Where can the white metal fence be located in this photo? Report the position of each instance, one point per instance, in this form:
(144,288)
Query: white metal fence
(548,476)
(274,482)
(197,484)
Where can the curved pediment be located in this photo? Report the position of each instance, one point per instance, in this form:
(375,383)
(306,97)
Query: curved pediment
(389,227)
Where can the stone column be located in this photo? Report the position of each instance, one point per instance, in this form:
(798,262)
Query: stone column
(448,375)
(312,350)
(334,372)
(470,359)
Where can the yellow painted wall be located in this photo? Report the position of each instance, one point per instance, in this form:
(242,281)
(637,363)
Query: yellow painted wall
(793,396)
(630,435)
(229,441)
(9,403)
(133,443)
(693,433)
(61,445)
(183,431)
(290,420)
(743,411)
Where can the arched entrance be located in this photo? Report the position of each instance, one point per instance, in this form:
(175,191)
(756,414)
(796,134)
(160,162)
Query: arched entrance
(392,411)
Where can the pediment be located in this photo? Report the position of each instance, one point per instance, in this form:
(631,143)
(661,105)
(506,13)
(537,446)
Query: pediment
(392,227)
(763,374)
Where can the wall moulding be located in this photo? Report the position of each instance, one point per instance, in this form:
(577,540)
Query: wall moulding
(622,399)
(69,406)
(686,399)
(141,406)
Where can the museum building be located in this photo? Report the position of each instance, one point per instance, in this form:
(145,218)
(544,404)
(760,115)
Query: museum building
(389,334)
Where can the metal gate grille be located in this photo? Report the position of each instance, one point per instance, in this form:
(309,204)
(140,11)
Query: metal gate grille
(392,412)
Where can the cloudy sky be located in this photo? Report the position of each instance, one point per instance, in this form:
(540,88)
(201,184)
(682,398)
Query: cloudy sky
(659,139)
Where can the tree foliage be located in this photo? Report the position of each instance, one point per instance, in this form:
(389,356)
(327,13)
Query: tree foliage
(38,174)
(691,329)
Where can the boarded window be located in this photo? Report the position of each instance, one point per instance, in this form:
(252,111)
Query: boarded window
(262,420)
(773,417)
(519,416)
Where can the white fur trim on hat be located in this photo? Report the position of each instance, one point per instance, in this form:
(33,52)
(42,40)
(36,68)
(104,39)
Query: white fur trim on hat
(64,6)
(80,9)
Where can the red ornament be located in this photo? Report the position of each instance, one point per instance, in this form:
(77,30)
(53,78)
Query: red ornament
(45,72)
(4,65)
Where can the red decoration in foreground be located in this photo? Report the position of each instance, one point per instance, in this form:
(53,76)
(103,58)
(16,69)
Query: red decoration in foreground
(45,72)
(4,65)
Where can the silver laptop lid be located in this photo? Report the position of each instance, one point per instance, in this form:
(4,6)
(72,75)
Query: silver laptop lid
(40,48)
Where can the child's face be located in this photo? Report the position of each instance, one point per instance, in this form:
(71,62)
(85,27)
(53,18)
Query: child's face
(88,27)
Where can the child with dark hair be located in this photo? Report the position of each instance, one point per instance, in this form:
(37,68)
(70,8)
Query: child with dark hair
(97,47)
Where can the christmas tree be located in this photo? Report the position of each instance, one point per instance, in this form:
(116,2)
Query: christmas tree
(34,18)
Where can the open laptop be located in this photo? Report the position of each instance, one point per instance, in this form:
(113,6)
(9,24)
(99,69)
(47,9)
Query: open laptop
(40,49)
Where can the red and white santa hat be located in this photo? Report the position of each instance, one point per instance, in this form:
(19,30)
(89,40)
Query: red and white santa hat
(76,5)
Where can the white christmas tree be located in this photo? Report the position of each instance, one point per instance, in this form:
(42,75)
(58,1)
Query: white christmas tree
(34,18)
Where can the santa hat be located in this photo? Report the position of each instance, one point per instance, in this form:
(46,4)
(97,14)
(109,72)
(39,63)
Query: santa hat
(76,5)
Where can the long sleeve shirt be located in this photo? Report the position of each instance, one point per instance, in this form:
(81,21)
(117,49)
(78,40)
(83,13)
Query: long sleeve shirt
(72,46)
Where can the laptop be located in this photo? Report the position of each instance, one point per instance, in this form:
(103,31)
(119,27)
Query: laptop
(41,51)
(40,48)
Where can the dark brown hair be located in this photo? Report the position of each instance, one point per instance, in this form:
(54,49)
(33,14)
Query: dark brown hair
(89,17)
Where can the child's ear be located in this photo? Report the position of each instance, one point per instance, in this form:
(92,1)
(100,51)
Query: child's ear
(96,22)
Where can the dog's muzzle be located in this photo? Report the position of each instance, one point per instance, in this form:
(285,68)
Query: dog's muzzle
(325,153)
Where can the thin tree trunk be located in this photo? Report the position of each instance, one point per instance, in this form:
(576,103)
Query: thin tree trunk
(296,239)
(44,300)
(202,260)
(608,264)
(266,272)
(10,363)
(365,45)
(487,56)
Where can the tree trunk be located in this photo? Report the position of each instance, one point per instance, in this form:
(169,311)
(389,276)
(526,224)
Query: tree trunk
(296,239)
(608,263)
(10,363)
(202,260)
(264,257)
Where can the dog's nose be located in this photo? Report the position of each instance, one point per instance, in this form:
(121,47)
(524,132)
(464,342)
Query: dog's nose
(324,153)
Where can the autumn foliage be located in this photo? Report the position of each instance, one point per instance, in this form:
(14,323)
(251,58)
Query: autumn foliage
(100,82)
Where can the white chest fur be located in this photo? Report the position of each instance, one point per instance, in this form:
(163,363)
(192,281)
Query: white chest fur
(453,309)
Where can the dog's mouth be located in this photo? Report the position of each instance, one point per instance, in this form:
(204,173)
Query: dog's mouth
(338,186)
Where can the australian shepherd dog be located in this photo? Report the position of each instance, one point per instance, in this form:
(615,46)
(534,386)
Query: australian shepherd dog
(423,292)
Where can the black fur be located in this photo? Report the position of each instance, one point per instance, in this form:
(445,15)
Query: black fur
^^^^^^^^
**Problem to solve**: All of the entries above should be written out verbatim.

**Task response**:
Where can the white metal fence be located in this photo? Report the position of each instance, one point per instance, in this form:
(144,288)
Query: white metal fence
(548,476)
(274,482)
(197,484)
Where can the curved pediment be located in this photo? Report the position of each instance, one point per instance, in this form:
(375,383)
(306,97)
Query: curved pediment
(389,227)
Where can the stone column be located in this photo? Report the position of each instance, one point per instance, in this form:
(798,262)
Query: stone column
(448,375)
(312,350)
(334,372)
(470,359)
Where can the yellow painted wall be located in this photo? Report the position of each instance, one point per instance, in this form:
(242,281)
(637,363)
Query: yellow painted wall
(793,396)
(630,435)
(229,441)
(9,403)
(133,443)
(693,433)
(61,445)
(183,431)
(290,420)
(743,411)
Where can the arched entrance be located in this photo? Report the position of each instance, one point per instance, in this form:
(175,191)
(756,414)
(796,134)
(160,162)
Query: arched entrance
(392,411)
Where can the pediment be located in this photo? Report the position of each instance, one point per instance, in this form:
(631,143)
(661,105)
(506,13)
(537,446)
Query: pediment
(392,227)
(763,374)
Where can the wall moulding be located in this photo? Report the position of each instance, one point per instance, in this form:
(577,540)
Query: wall moulding
(622,399)
(69,406)
(686,399)
(141,406)
Where can the museum building be located in this photo? Report the position of each instance, one point per instance, in this form:
(145,218)
(544,404)
(760,115)
Query: museum building
(389,334)
Where can the metal gate grille be located in this photo? Report the position of each instance, one point per instance, in this form:
(309,204)
(140,11)
Query: metal gate grille
(392,412)
Where can the cloudy sky be located in this photo? Report the position of each instance, one point per instance, in this form:
(540,88)
(201,184)
(682,398)
Query: cloudy sky
(659,139)
Where can the tree foliage be located in this photo? Report the position of each instance, one point per instance, in this form:
(389,356)
(327,13)
Query: tree foliage
(38,174)
(691,329)
Where can the boarded window be located in this photo? Report the position of each instance, one point per instance, in this form:
(252,111)
Query: boarded window
(262,420)
(773,417)
(519,416)
Where can the white fur trim on hat be located in this photo? Report the position of each instance, one point per instance, in this form:
(33,52)
(42,40)
(36,68)
(104,39)
Query: white fur trim on hat
(64,6)
(80,9)
Where can the red ornament be located in this photo? Report the position of each instance, one point per instance, in this form:
(77,30)
(53,78)
Query: red ornament
(45,72)
(4,65)
Where can the red decoration in foreground be located in this photo? Report the position of each instance, one point per instance, in this form:
(53,76)
(103,58)
(16,69)
Query: red decoration in foreground
(45,72)
(4,65)
Where can the silver laptop lid be located in this photo? Report the position of each instance, one point per instance, in this form:
(4,6)
(72,75)
Query: silver laptop lid
(40,48)
Where can the child's face be located in this photo? Report the position of each instance, one point per instance, in this form:
(71,62)
(85,27)
(53,18)
Query: child's face
(88,27)
Where can the child with dark hair be located in this photo? Report the position of each instance, one point per instance, in this form:
(37,68)
(70,8)
Query: child with dark hair
(97,47)
Where can the christmas tree be located in this photo? Report the position of each instance, one point per instance, in this form:
(116,2)
Query: christmas tree
(34,18)
Where can the open laptop be located in this photo? Report the position of each instance, one point per instance, in this form:
(113,6)
(9,24)
(99,69)
(47,9)
Query: open laptop
(40,49)
Where can the red and white santa hat be located in this photo? Report the position of each instance, one point per instance, in this form:
(19,30)
(89,40)
Query: red and white santa hat
(76,5)
Where can the white christmas tree be located in this photo? Report the position of each instance, one point per instance, in this form:
(42,75)
(58,1)
Query: white christmas tree
(34,18)
Where can the santa hat be located in this photo? Report the position of each instance, one point per instance, in this form:
(46,4)
(97,14)
(109,72)
(39,63)
Query: santa hat
(76,5)
Where can the long sleeve shirt be located in this photo? Report the position of each instance, one point per instance, in this form:
(81,21)
(117,49)
(78,40)
(83,13)
Query: long sleeve shirt
(72,46)
Where can the laptop be located in this photo? Report the position of each instance, one point per instance, in this form:
(103,31)
(119,27)
Query: laptop
(41,51)
(40,48)
Where can the dark brown hair be located in this photo? Report the position of each instance, one point per instance, in this form:
(54,49)
(33,14)
Query: dark brown hair
(89,17)
Where can the child's ear be located in this photo? Report the position of each instance, one point per instance, in this form:
(92,1)
(100,51)
Query: child's ear
(96,22)
Where can the dog's muzzle be located in this photo? Report the position of each instance, one point per instance, in this form:
(285,68)
Query: dog's muzzle
(325,153)
Where can the thin tree trunk be located in this photo? Report the position of each instance, one point per instance, in this form:
(576,103)
Query: thin tree trunk
(296,239)
(44,300)
(202,260)
(608,264)
(266,272)
(10,363)
(365,45)
(487,56)
Where can the tree trunk be located in this photo? Report the position of each instance, one point per instance, in this form:
(169,311)
(389,276)
(526,224)
Query: tree trunk
(296,239)
(608,263)
(10,363)
(202,260)
(264,257)
Where can the dog's nose be located in this photo? Report the position of each instance, one point per instance, in this form:
(121,47)
(524,132)
(464,342)
Query: dog's nose
(324,153)
Where can the autumn foliage be located in this photo? Report the position of each instance, one point per instance, in this form:
(14,323)
(251,58)
Query: autumn foliage
(100,82)
Where can the white chest fur be located in this photo? Report the position of each instance, one point per instance, in this form:
(163,363)
(192,281)
Query: white chest fur
(453,309)
Where can the dog's mouth be located in this photo? Report the position of each instance, one point per instance, in this form:
(204,173)
Query: dog's mouth
(338,186)
Where can the australian shepherd dog be located in this photo? Report the position of each instance, one point per instance, in this form:
(615,46)
(534,386)
Query: australian shepherd dog
(423,292)
Where can the black fur be located in this photo? Report the position of each instance, one point per instance, in this form:
(445,15)
Query: black fur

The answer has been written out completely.